[Referring expression data]
==========

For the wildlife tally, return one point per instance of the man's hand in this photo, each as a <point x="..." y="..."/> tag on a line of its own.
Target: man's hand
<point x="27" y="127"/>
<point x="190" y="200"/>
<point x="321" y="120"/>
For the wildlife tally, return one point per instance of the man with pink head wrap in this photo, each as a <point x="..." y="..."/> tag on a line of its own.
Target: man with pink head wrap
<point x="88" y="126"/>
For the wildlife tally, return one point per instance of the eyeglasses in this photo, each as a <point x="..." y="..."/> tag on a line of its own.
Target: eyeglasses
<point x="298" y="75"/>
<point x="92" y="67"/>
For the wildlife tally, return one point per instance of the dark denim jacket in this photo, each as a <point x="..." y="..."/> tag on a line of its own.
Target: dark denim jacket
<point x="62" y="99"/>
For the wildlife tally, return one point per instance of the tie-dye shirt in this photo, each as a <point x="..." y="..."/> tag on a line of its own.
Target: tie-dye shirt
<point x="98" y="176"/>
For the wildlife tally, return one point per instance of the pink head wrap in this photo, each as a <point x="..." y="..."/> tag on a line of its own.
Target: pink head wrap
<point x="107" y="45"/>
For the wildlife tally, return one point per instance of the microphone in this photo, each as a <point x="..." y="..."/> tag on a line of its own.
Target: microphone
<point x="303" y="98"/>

==========

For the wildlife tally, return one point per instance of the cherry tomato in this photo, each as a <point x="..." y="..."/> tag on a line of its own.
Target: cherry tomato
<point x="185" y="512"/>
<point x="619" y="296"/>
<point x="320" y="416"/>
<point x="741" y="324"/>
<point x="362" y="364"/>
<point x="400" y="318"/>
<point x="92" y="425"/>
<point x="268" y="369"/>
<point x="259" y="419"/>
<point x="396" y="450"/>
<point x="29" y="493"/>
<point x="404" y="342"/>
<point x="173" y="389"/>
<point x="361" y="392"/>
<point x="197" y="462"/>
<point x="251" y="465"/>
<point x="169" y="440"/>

==========

Your answer should be each line from the entries that includes the string "wildlife".

[OUTPUT]
For the wildlife tally, return one point per instance of the man's hand in this photo, each as a <point x="..." y="..."/> tag on a line of its own.
For the wildlife tally, return one point per instance of the man with pink head wrap in this photo, each as a <point x="..." y="..."/> tag on a line of its own.
For the wildlife tally, return one point per instance of the eyeglasses in this photo, each as a <point x="..." y="..."/> tag on a line of its own.
For the wildlife tally, return one point per instance of the dark denim jacket in this photo, each as a <point x="..." y="..."/> tag on a line of its own.
For the wildlife tally, return one point per instance of the tie-dye shirt in this photo, each as a <point x="..." y="..."/> tag on a line of its own.
For the wildlife tally, return one point per instance of the pink head wrap in this photo, each as a <point x="..." y="..."/> tag on a line of its own.
For the wildlife tally, return one point per instance of the microphone in this photo, each as a <point x="..." y="..."/> tag on a line of its own.
For the wildlife tally, return one point per instance of the cherry tomato in this photo, each as a <point x="..." y="..."/> tag on a line of its own.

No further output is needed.